Obiettivo dichiarato
Prolunga la discussione del forum su Roberto Pereyra, aggiungendo nuovi messaggi dopo l'ultimo riportato.

# Roberto Pereyra



## Jaqen (12 Settembre 2013)

Roberto Maxilimiano Pereyra è un calciatore argentino, centrocampista dell'Udinese e della Nazionale di calcio dell'Argentina Under-21. È soprannominato El Tucumano. Classe 1991


Per me, è fortissimo.


----------



## Frikez (12 Settembre 2013)

Il Tucumano


----------



## Jino (12 Settembre 2013)

Per ora non mi dice ancora nulla...


----------



## prebozzio (13 Settembre 2013)

Bel giocatore, ha tante qualità, deve trovare il modo per esprimerle al meglio sul campo. In molte cose mi ricorda Isla. L'ideale sarebbe bloccarlo ora, magari in comproprietà, a cifre basse e vedere che tipo di giocatore diventerà.


----------



## Darren Marshall (13 Settembre 2013)

E' proprio una sorpresa che questo topic l'abbia aperto [MENTION=26]Jaqen[/MENTION]


----------



## Superdinho80 (13 Settembre 2013)

ottimo giocatore, ha trovato la sua migliore collocazione da mezzala dove riesce a rendere benissimo soprattutto perchè ha sia corsa che una buona tecnica, quando gioca più avanzato secondo me si perde..


----------



## iceman. (14 Settembre 2013)

Si ma pereyra per hamsik non si puo' sentire, al limite pereyra per bradley


----------



## Superdinho80 (14 Settembre 2013)

iceman. ha scritto:


> Si ma pereyra per hamsik non si puo' sentire, al limite pereyra per bradley



basta con questo bradley, hamsik domani non gioca ice, che peccato


----------



## iceman. (14 Settembre 2013)

manco hernanes, Bradley per hernanes?


----------



## alexrossonero (15 Settembre 2013)

giocatore normale


----------



## Frikez (20 Settembre 2014)

Altro giocatore solido pescato dalla Juve


----------



## Z A Z A' (20 Settembre 2014)

Mah,giocatore tutto corsa che ha fatto una buona figura contro un centrocampo di morti.


----------



## mefisto94 (20 Settembre 2014)

Z A Z A' ha scritto:


> Mah,giocatore tutto corsa che ha fatto una buona figura contro un centrocampo di morti.



Diciamo che è uno normale che può stare in rosa. Il corrispettivo da noi è Poli, e ho detto tutto...

Materiale fornito
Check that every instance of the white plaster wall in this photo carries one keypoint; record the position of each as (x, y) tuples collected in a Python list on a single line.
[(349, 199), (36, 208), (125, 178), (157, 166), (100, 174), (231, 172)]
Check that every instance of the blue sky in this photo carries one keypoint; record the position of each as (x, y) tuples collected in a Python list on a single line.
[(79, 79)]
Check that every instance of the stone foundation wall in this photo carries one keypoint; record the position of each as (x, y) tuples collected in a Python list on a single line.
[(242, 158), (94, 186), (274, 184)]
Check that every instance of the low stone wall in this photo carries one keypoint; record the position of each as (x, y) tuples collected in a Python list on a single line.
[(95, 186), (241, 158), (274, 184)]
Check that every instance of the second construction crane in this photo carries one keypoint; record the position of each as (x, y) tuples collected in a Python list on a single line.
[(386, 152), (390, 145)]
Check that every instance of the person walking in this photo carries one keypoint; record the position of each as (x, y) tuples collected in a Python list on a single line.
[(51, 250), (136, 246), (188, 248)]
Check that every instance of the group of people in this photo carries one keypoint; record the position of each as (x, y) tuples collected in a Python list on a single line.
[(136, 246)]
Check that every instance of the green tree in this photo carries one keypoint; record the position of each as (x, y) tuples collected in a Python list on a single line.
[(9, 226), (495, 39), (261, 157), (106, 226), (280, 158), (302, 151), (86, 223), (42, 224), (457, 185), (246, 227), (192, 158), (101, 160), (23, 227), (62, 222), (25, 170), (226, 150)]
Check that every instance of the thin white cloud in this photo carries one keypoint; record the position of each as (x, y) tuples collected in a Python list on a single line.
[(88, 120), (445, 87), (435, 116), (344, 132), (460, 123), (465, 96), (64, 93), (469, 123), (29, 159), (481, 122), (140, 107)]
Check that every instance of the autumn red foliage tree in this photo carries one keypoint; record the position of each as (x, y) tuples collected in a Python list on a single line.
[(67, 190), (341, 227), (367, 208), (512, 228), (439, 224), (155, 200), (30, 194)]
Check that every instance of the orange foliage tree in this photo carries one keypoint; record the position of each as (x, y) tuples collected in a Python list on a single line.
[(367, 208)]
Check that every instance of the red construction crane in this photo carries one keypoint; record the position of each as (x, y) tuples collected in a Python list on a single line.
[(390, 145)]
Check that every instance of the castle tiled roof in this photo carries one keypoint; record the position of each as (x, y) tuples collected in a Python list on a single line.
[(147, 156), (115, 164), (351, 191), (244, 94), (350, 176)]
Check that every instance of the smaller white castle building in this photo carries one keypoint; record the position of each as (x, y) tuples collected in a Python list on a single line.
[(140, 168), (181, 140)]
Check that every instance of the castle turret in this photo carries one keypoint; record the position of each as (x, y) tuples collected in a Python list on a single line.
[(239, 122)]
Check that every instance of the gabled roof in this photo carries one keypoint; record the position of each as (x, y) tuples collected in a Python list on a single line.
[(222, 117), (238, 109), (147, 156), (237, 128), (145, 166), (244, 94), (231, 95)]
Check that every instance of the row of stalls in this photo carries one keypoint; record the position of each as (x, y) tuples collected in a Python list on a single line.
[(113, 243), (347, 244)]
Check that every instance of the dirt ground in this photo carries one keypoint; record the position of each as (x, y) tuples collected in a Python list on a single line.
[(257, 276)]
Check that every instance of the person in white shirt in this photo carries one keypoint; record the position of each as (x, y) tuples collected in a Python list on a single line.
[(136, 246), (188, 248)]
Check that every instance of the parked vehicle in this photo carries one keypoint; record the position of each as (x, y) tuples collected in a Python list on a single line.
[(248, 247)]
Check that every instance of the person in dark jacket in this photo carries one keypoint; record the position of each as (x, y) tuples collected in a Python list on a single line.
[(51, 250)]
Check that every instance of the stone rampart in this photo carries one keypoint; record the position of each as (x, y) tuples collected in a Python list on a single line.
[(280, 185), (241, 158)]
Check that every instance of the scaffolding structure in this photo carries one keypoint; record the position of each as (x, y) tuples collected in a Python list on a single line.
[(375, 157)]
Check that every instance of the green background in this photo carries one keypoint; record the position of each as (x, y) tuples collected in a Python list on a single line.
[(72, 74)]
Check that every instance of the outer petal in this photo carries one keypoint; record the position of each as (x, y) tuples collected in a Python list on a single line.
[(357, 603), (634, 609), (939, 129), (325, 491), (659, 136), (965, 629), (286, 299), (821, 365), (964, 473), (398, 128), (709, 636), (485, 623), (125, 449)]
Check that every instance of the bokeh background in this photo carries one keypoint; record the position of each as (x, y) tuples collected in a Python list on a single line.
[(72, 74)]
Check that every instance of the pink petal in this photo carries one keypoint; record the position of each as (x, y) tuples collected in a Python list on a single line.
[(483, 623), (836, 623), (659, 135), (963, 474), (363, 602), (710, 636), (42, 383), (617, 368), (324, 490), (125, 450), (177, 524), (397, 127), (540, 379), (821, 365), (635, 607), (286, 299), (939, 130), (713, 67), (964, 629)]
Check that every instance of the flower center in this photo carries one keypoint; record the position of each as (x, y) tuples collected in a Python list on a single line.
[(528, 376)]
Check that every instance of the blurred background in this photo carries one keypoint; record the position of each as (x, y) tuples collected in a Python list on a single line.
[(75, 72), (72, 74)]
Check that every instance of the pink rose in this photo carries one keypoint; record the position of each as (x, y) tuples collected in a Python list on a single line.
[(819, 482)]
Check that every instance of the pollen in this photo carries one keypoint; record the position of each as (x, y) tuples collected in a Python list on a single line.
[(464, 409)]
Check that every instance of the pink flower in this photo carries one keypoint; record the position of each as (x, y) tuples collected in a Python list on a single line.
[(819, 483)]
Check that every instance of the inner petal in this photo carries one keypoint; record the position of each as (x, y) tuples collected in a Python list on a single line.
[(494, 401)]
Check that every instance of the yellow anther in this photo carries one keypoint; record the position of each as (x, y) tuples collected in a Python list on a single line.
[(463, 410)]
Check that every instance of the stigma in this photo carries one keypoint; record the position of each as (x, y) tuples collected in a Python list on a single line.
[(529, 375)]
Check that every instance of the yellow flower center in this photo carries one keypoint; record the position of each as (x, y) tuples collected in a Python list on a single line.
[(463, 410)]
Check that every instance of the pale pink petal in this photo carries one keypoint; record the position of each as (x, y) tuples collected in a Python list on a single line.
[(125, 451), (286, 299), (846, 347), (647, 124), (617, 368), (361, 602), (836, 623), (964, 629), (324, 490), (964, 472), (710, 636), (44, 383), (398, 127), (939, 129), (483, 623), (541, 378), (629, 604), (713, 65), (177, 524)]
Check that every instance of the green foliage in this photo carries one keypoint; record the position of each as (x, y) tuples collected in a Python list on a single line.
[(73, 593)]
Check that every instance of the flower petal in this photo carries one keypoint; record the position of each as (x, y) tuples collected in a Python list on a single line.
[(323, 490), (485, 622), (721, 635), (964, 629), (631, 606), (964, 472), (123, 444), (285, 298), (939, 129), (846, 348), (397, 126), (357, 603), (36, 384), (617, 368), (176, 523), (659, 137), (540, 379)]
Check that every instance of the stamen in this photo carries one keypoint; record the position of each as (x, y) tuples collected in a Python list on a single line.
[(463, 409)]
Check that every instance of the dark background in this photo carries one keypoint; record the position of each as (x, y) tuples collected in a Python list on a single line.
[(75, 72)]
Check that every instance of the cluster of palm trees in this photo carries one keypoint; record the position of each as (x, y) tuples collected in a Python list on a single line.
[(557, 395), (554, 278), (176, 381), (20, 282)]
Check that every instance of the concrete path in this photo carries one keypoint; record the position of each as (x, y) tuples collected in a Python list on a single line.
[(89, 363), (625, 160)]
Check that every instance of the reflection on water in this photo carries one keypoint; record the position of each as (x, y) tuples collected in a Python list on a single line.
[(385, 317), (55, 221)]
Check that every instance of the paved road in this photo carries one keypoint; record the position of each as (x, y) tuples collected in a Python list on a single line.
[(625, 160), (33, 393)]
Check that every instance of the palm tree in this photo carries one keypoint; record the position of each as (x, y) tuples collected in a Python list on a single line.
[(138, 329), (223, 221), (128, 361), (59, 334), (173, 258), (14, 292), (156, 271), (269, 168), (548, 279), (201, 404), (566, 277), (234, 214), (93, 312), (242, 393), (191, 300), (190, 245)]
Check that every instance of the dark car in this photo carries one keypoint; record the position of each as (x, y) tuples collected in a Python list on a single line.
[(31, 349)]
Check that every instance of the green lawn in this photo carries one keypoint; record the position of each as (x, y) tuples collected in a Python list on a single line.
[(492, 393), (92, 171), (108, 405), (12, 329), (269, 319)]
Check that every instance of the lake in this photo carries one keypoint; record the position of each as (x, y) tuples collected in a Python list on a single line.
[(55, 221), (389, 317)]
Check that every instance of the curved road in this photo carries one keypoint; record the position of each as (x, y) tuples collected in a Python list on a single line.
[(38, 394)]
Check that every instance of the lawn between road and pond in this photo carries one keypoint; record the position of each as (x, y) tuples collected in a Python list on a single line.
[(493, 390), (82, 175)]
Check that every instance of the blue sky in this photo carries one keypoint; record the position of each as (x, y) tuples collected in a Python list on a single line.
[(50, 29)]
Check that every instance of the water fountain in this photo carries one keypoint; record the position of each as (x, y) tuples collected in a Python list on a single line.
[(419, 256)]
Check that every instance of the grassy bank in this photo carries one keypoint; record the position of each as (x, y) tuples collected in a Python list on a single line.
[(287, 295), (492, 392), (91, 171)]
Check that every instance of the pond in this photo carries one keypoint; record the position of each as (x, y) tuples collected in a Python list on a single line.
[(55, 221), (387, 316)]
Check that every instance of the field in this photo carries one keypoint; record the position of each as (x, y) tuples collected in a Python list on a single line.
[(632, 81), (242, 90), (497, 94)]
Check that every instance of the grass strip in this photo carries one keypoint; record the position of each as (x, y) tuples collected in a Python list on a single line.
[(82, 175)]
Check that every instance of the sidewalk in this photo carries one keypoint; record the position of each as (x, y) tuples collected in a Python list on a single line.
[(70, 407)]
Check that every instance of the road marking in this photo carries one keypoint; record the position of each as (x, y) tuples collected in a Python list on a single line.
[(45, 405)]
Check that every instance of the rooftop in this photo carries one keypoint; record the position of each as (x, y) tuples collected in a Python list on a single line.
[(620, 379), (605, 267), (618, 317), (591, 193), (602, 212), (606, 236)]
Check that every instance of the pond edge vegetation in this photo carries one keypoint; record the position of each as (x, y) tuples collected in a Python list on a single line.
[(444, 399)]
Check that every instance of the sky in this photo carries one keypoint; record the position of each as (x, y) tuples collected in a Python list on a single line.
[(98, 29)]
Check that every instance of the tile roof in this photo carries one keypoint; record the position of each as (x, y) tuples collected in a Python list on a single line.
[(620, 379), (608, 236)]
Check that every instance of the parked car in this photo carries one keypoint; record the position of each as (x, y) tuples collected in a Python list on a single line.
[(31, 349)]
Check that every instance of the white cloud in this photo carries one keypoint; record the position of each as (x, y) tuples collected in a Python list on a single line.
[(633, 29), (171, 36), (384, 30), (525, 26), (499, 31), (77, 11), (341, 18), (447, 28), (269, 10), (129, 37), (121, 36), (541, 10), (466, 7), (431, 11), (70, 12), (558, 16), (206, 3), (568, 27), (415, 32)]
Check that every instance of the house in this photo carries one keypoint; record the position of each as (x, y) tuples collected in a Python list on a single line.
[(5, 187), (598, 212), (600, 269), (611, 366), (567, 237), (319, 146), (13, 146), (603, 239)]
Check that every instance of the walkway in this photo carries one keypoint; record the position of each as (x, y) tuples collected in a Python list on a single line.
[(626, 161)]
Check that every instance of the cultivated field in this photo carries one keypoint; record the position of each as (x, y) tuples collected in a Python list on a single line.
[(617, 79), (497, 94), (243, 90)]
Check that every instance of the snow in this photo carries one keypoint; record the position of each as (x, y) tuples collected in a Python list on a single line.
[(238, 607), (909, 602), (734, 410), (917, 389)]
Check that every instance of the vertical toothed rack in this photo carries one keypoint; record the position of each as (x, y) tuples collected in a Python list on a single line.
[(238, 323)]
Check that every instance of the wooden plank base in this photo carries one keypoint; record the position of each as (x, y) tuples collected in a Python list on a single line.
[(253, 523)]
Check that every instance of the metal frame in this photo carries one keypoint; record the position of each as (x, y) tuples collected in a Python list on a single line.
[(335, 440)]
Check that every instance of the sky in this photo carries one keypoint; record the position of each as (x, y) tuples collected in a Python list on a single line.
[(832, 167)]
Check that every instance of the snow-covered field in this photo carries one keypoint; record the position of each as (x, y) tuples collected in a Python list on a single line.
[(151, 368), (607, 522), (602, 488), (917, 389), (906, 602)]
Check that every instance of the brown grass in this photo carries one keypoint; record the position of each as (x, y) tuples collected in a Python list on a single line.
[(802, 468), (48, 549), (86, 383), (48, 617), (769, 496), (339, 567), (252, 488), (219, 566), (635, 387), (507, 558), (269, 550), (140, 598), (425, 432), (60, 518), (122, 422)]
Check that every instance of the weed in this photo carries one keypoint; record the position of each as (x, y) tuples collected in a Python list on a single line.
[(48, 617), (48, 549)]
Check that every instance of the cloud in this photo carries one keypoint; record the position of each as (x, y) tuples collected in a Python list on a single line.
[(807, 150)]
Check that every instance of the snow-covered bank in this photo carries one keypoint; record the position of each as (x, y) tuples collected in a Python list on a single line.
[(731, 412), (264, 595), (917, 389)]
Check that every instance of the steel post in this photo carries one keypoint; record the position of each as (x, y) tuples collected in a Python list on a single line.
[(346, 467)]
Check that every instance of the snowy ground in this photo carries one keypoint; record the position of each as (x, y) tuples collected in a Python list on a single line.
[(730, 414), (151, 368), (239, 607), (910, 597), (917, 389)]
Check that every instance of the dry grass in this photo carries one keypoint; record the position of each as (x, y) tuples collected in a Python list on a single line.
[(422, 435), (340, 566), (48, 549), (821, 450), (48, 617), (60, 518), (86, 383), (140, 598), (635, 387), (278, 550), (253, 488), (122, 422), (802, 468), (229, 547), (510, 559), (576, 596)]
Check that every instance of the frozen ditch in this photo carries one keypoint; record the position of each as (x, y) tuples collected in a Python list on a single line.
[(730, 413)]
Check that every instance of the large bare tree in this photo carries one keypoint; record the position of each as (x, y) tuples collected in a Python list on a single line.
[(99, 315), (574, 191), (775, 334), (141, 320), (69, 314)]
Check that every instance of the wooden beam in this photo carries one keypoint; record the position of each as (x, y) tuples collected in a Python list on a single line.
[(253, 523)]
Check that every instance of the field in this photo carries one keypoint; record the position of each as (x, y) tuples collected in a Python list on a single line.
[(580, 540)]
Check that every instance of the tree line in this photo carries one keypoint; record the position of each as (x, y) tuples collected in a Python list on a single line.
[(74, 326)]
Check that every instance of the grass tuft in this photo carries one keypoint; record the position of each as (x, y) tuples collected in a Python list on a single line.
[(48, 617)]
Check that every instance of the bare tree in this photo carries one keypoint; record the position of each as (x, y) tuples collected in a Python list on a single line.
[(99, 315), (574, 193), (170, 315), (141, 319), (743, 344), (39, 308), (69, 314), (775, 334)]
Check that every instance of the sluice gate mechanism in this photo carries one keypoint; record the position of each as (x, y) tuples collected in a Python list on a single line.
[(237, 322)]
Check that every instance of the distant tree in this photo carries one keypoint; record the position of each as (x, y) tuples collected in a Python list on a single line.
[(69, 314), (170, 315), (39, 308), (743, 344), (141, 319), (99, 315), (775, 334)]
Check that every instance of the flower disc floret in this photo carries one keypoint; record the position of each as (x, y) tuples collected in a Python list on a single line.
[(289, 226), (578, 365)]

Risultato
----------



## Angstgegner (20 Settembre 2014)

Dobbiamo anche considerare il fatto che è in un contesto che funziona alla meraviglia. A Udine non mi è parso così forte (l'anno scorso lo avevo al fantacalcio e mi ricordo un sacco di votacci a memoria). Se fosse da noi farebbe una figura leggermente migliore di Poli IMHO.


----------



## Fabriman94 (20 Settembre 2014)

Angstgegner ha scritto:


> Dobbiamo anche considerare il fatto che è in un contesto che funziona alla meraviglia. A Udine non mi è parso così forte (l'anno scorso lo avevo al fantacalcio e mi ricordo un sacco di votacci a memoria). Se fosse da noi farebbe una figura leggermente migliore di Poli IMHO.


Infatti, per me non è sto gran giocatore, certo è che la Juve, se Pereyra continua con prestazioni come quelle di stasera, ha preso l'ennesimo rinforzo come si deve.


----------



## Angstgegner (20 Settembre 2014)

Fabriman94 ha scritto:


> Infatti, per me non è sto gran giocatore, certo è che la Juve, se Pereyra continua con prestazioni come quelle di stasera, ha preso l'ennesimo rinforzo come si deve.



Sì ma non giocherà sempre contro un centrocampo del genere


----------



## pennyhill (20 Settembre 2014)

Non è un fuoriclasse, ma imho l'anno scorso il reparto mezz'ali era: Vidal, Pogba, Marchisio e Padoin, e volendo anche Asamoah Ora è: Vidal, Pogba, Marchisio, Pereyra, Romulo, Padoin e Asamoah.


----------



## Jino (21 Settembre 2014)

E' un buon giocatore e niente più, sicuramente non vale i soldi che gli costerà il riscatto.


----------



## juventino (19 Marzo 2015)

La miglior partita da quando è da noi. Se continua cosi potrei anche ricredermi sul suo conto.


----------



## Dumbaghi (19 Marzo 2015)

Bel giocatoretto, mi piace


----------



## Frikez (19 Marzo 2015)

Sempre piaciuto, è il classico jolly di centrocampo che in una grande trova sempre spazio.


----------



## davoreb (19 Marzo 2015)

La squadra gira quindi è tutto più facile.... Per dire ieri uno come Boateng avrebbe fatto una grande partita


----------



## Jino (19 Marzo 2015)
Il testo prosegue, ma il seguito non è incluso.